** Start of Document text **
# Looking for input on a New Hunting Sight



## jordantoney8 (Nov 9, 2010)

i do not know about how many sights they have that have 3 or less pins but i absolutely love my Montana Black Gold sight. i have the 4 pin flashpoint HD and its amazing. great construction, durable, and the pins are INSANELY bright, not including how advanced their technology is with the PhotoChromatic Technology. check them out 

http://www.blackgoldsights.com/Default.aspx


----------



## DesertDude48 (Aug 23, 2007)

schaffer......


----------



## armedic1 (May 23, 2008)
** End of Document text **
** Start of Items **
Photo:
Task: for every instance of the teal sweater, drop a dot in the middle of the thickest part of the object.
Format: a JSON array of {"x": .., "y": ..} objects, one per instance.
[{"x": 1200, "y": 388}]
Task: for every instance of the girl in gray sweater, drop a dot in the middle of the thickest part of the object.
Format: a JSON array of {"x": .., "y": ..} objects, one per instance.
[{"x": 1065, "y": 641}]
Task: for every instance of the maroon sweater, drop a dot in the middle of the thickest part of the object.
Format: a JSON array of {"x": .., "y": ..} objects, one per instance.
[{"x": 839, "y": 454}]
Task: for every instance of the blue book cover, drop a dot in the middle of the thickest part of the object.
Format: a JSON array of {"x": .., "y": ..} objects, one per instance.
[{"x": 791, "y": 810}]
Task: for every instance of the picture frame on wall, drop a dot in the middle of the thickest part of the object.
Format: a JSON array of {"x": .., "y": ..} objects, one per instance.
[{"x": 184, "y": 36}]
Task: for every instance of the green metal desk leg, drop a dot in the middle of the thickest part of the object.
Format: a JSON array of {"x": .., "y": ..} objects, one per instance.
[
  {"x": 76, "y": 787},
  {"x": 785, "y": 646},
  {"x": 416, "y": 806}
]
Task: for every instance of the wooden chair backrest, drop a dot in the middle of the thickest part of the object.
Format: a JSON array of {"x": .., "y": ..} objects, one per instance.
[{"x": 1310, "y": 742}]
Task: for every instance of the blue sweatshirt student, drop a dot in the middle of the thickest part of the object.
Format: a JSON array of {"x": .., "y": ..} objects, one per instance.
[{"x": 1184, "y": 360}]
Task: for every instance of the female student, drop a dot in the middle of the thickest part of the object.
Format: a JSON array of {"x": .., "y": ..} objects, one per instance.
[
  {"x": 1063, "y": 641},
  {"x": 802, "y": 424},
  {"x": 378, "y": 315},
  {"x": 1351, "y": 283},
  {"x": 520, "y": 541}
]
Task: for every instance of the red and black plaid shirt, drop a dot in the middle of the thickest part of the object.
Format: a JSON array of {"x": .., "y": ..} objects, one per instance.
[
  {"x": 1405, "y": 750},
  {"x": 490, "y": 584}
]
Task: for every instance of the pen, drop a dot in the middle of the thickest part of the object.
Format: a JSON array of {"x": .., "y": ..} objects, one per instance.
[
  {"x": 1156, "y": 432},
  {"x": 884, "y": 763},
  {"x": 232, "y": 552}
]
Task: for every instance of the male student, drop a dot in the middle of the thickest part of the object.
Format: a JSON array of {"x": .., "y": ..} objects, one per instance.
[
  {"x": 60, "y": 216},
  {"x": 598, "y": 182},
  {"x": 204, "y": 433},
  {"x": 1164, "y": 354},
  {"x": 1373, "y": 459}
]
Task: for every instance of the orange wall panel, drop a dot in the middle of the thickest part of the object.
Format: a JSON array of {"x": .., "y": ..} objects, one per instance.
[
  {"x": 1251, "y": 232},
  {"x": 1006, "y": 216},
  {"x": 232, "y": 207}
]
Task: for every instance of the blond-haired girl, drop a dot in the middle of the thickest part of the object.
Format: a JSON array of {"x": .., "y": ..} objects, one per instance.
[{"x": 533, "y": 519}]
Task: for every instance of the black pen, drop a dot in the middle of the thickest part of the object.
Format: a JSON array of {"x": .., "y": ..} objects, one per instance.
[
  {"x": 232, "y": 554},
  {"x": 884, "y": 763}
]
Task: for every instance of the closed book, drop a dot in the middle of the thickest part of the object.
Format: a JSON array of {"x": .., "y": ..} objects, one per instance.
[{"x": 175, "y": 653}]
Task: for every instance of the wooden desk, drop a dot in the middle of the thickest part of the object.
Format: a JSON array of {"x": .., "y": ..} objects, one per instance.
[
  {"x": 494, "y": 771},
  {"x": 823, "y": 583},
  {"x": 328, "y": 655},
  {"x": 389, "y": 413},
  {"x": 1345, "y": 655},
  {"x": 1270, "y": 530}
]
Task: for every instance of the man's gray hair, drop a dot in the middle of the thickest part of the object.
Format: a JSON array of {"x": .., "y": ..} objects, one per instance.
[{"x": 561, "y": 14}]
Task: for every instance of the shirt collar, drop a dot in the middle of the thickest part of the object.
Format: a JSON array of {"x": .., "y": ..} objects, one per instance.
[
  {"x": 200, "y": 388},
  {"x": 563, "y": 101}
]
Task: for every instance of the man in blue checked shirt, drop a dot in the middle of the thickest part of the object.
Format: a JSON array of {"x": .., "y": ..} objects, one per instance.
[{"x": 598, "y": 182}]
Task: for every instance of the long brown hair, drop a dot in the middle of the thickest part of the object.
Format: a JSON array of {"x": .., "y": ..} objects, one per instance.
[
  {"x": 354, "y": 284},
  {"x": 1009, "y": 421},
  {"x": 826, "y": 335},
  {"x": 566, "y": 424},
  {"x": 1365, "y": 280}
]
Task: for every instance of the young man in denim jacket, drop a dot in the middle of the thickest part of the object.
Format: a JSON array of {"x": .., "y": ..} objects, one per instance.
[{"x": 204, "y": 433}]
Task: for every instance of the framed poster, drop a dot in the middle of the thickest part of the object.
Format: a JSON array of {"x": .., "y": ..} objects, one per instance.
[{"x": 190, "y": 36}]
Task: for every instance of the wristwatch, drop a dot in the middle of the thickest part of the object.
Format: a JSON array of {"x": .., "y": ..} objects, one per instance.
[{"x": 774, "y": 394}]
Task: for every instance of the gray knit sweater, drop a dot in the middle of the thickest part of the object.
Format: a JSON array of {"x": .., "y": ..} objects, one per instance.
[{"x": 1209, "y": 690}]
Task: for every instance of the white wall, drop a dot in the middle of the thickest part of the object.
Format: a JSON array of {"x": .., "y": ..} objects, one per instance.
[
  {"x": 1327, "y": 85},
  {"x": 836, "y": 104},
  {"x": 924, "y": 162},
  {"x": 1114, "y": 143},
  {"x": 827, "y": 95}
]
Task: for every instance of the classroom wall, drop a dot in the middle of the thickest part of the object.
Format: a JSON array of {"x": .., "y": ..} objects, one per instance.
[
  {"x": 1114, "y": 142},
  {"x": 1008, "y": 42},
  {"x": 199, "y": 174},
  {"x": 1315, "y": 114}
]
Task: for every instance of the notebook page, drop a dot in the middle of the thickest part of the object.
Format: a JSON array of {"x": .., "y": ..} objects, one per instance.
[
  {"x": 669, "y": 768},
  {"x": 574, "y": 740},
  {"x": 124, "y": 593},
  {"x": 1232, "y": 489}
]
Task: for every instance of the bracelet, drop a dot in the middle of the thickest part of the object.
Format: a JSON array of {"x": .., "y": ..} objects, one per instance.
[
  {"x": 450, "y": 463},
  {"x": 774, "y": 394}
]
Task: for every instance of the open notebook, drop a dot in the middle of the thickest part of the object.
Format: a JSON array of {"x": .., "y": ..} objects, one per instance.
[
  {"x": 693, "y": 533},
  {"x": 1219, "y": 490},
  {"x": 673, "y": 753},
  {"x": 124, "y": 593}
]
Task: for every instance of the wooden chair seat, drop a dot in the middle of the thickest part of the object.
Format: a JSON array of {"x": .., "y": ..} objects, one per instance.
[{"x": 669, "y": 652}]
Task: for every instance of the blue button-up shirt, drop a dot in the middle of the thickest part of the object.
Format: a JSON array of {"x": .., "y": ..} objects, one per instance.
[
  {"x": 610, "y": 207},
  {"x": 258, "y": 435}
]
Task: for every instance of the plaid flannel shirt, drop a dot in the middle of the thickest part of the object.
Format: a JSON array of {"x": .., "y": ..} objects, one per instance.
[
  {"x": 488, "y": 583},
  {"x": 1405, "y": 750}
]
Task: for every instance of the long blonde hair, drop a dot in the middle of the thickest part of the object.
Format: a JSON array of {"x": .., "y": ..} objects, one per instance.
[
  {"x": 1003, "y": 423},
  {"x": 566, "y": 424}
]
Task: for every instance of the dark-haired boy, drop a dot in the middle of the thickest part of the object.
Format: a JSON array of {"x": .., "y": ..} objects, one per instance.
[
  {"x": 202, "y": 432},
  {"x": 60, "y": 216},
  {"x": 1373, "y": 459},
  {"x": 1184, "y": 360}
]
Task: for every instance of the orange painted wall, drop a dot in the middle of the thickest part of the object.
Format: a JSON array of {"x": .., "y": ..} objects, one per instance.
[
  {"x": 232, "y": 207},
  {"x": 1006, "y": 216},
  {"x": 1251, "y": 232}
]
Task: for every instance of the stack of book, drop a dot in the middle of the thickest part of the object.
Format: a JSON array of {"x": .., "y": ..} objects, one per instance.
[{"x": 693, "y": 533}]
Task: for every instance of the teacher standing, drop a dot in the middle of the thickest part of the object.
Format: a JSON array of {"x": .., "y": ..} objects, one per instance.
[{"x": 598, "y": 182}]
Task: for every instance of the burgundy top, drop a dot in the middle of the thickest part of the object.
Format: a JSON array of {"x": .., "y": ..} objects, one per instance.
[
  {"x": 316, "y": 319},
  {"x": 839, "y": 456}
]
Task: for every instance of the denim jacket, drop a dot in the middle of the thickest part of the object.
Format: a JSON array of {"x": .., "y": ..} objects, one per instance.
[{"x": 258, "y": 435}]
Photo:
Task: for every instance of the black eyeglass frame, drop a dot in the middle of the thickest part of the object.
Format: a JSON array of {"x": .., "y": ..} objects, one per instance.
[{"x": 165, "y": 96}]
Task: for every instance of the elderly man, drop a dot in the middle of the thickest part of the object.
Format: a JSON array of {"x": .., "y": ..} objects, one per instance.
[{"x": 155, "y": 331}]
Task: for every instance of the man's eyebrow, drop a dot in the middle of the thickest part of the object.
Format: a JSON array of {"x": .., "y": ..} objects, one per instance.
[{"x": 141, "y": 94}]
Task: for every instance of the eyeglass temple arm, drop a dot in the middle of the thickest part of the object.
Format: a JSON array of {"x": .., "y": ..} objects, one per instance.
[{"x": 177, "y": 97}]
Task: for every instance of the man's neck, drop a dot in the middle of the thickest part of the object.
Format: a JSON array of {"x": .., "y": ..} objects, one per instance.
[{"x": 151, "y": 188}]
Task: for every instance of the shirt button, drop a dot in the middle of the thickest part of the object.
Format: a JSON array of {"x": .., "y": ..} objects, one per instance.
** End of Items **
### Prompt 1
Repeat the stretch of the hunting sight thread from "## jordantoney8 (Nov" through "(Aug 23, 2007)".
### Prompt 2
Carry on the hunting sight thread from its last line.
The material isn't needed here.

### Expected answer 1
## jordantoney8 (Nov 9, 2010)

i do not know about how many sights they have that have 3 or less pins but i absolutely love my Montana Black Gold sight. i have the 4 pin flashpoint HD and its amazing. great construction, durable, and the pins are INSANELY bright, not including how advanced their technology is with the PhotoChromatic Technology. check them out 

http://www.blackgoldsights.com/Default.aspx


----------



## DesertDude48 (Aug 23, 2007)

### Expected answer 2
Montana Black Gold sights are awesome, I have a five pin set up (Flashpoint Redzone HD) on my 3D bow (Monster 7) they've got bright pins, are very tough and HIGHLY adjustable. For my hunting set up (Z7 Xtreme) I like simple sight's so that I don't have to think much about which pin. I've put a Vital Gear Camelback pendulum on a sliding mount so that I can use it as a pendulum or single pin slider. These are very tough with very bright pins.


----------



## mdrdlee (Jun 11, 2005)

I personally like the Hogg-It from Spot-Hogg. The wrap with a light really works well. Very durable and very easy to adjust. I have three of them.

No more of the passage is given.